━━━━━ RECORDS SUPPLIED

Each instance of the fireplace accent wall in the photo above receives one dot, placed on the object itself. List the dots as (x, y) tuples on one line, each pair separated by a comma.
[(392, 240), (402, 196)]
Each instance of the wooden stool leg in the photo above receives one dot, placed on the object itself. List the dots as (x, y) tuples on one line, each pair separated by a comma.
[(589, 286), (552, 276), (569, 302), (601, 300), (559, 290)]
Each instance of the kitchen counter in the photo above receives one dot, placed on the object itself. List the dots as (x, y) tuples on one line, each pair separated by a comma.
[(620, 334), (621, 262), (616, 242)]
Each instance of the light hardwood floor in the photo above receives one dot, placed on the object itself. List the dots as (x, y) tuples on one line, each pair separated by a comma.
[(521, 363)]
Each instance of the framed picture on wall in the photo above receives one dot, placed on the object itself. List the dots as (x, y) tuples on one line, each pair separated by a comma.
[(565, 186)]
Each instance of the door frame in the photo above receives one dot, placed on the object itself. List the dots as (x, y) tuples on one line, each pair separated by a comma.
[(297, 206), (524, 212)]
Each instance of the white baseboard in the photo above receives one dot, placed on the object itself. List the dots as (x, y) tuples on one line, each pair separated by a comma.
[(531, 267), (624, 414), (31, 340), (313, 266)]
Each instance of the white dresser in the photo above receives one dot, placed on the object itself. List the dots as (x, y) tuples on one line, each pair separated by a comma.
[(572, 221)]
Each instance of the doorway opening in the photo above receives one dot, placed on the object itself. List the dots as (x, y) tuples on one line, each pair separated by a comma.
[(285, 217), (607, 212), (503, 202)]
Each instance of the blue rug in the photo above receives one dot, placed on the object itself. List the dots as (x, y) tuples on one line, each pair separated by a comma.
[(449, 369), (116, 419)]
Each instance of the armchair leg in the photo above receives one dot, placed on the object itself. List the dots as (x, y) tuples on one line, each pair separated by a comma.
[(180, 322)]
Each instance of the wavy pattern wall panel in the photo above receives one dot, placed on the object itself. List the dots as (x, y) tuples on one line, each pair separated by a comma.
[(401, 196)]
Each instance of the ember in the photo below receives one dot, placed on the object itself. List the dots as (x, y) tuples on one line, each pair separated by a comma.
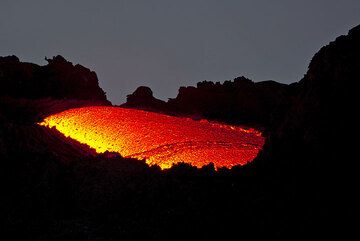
[(157, 138)]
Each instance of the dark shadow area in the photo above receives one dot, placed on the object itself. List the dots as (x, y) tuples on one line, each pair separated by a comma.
[(302, 184)]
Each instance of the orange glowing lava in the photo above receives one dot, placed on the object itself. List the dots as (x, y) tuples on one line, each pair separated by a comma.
[(157, 138)]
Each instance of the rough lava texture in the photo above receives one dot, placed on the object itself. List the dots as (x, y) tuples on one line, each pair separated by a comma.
[(240, 101), (143, 99), (311, 154)]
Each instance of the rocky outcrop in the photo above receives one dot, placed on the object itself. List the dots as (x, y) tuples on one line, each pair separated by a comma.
[(311, 154), (59, 79), (143, 99), (240, 101)]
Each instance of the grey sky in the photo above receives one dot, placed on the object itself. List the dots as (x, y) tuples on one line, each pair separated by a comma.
[(166, 44)]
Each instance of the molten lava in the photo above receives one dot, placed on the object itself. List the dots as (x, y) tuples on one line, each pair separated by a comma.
[(157, 138)]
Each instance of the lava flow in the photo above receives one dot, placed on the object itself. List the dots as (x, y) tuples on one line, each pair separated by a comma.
[(157, 138)]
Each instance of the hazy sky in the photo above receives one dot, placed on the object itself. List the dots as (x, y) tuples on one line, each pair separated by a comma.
[(165, 44)]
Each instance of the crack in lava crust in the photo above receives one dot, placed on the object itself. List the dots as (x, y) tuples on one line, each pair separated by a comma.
[(157, 138)]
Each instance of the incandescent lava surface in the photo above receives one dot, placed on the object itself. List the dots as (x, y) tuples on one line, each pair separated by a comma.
[(157, 138)]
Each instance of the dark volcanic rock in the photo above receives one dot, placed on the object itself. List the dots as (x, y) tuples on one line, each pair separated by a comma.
[(303, 184), (311, 154), (143, 98), (59, 79), (238, 102)]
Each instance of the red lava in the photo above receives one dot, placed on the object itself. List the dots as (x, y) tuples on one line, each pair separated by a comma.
[(157, 138)]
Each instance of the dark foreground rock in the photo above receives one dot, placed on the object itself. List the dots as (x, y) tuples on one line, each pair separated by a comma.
[(240, 101)]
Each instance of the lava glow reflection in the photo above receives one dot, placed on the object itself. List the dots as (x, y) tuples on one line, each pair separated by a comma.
[(157, 138)]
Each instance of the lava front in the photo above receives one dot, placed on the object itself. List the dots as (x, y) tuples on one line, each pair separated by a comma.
[(157, 138)]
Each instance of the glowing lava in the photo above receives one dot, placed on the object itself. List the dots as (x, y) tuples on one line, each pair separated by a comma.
[(157, 138)]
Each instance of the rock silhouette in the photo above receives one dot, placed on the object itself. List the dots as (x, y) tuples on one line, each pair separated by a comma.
[(59, 79), (240, 101), (302, 184)]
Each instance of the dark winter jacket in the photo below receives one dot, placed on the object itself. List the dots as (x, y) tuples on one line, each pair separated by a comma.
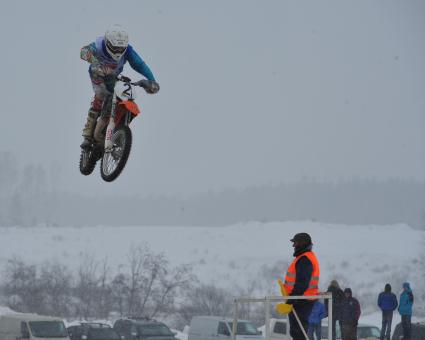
[(350, 310), (406, 300), (317, 313), (337, 298), (387, 301), (304, 269)]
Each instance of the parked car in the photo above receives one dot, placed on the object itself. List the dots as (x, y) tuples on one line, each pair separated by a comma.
[(364, 332), (143, 329), (279, 329), (418, 331), (216, 328), (92, 331), (31, 326)]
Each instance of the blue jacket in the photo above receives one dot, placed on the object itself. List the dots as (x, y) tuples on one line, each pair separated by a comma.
[(387, 301), (102, 65), (406, 300), (317, 313)]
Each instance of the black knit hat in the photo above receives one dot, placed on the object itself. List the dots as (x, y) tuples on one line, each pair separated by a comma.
[(302, 238)]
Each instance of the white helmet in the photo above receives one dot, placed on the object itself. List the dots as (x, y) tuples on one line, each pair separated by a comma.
[(116, 41)]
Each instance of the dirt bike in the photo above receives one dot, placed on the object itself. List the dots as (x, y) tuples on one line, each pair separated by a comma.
[(117, 134)]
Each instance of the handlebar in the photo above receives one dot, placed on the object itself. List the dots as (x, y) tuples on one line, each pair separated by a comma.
[(142, 83), (149, 86)]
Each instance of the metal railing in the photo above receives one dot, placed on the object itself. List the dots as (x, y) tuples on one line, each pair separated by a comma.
[(268, 300)]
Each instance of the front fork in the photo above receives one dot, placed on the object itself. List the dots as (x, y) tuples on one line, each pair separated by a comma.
[(111, 125)]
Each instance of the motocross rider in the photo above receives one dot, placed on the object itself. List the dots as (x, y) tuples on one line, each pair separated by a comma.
[(107, 56)]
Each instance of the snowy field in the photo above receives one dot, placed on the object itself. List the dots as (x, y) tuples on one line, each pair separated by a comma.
[(363, 257)]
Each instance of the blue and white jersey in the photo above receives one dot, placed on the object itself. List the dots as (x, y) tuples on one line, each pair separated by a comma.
[(102, 65)]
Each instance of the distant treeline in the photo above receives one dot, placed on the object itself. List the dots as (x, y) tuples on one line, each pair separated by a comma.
[(27, 198)]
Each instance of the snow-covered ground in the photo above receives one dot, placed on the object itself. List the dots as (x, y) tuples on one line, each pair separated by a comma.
[(364, 257)]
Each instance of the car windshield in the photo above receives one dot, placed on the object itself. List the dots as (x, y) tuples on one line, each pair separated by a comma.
[(244, 328), (48, 329), (368, 331), (157, 329), (103, 333)]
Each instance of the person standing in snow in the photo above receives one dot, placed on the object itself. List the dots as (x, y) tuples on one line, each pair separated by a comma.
[(350, 314), (405, 310), (302, 278), (387, 301), (315, 320), (337, 298)]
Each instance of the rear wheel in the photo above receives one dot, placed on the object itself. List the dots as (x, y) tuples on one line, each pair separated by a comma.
[(113, 162)]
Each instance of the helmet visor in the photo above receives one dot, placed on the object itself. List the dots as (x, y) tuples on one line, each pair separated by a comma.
[(115, 49)]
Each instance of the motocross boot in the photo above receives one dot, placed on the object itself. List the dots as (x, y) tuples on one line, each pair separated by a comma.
[(89, 129)]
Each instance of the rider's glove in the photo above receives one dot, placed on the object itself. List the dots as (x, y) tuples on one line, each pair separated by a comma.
[(152, 87), (110, 81)]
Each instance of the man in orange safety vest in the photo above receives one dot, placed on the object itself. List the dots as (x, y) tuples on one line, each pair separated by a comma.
[(302, 278)]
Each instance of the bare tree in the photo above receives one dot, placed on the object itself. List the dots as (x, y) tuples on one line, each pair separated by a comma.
[(56, 283), (21, 283), (85, 290)]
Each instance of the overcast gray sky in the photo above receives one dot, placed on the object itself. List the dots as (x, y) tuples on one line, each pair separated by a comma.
[(252, 92)]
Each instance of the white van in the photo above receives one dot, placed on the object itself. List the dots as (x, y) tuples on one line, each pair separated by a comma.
[(21, 326), (219, 328)]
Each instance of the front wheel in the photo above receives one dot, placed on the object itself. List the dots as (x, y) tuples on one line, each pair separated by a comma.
[(113, 161), (88, 160)]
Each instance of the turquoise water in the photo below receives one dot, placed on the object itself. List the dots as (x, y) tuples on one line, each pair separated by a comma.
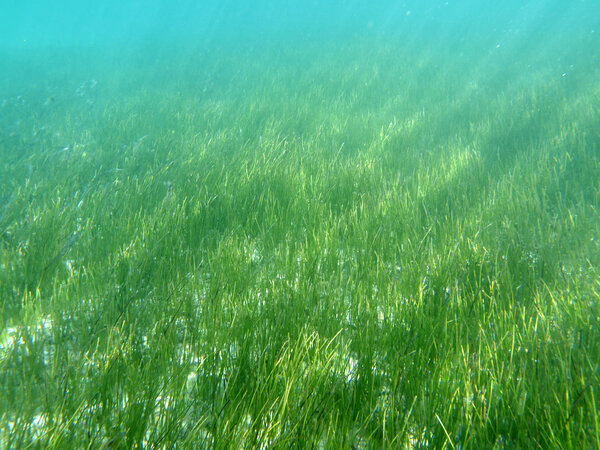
[(325, 224)]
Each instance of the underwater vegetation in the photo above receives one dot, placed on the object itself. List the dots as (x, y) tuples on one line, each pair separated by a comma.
[(364, 246)]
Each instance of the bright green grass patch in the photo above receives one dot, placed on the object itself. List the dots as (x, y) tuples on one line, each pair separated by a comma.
[(362, 248)]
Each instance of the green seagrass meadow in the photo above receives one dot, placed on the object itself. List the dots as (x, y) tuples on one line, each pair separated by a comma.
[(362, 246)]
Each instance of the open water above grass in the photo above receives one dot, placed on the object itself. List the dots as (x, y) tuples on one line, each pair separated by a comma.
[(314, 225)]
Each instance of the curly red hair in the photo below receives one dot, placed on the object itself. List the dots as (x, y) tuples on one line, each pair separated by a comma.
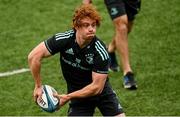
[(86, 10)]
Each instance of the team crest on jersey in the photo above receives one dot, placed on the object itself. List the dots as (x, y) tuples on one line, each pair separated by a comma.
[(89, 58), (70, 51)]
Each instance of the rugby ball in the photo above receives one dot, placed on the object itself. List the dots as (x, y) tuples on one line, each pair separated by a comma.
[(48, 102)]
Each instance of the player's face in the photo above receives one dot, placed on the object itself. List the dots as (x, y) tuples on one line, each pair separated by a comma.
[(87, 28)]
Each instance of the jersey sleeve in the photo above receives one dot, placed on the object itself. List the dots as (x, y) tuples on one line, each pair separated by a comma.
[(101, 59), (57, 42)]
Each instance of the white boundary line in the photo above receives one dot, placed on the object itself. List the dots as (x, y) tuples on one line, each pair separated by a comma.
[(18, 71)]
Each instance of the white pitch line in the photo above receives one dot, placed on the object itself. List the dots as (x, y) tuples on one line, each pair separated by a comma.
[(9, 73)]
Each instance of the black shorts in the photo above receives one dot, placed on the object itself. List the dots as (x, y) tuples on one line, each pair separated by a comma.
[(107, 103), (118, 8)]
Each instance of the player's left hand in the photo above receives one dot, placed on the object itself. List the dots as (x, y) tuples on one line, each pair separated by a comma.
[(63, 99)]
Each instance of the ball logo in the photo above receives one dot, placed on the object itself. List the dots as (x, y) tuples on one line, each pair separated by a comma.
[(42, 102)]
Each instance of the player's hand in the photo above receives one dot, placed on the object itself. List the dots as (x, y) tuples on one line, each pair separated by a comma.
[(63, 99), (37, 93)]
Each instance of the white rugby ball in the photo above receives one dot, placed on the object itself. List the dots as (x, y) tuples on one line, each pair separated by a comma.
[(48, 102)]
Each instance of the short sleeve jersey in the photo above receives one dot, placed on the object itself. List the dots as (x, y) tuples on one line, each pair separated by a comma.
[(78, 63)]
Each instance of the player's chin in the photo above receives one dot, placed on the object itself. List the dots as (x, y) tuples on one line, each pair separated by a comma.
[(90, 37)]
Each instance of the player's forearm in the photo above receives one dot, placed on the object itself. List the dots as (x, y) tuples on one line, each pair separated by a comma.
[(35, 65)]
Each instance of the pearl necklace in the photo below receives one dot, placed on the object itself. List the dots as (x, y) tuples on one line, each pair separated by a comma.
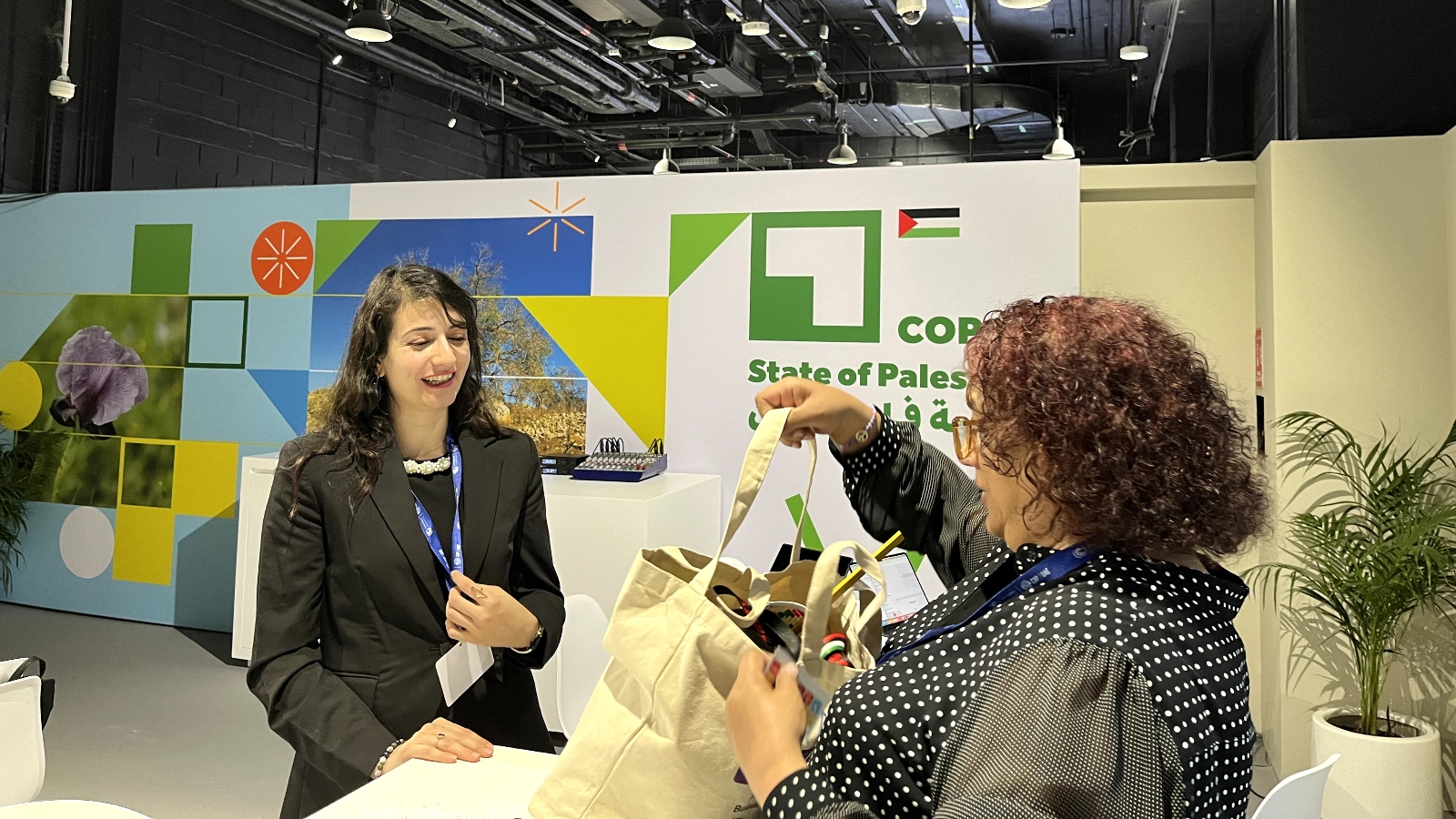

━━━━━━━━━━

*EXERCISE TASK*:
Copy out every line in full from the line with "Each instance of the framed" to the line with "[(297, 206), (524, 212)]", and shift each point coordinate in the answers up by 13.

*SOLUTION FOR THIS EXERCISE*:
Each instance of the framed picture on wall in the photo above receives one dot, placed on the object itself. List the dots as (x, y) tuples on one line, each pair separated by a comma.
[(578, 199)]
Each instance of the door frame in the photo above receives one dot, placed on the object itself. List the dots as (x, y) tuples on one line, each pair separated by a comma.
[(310, 219), (537, 225)]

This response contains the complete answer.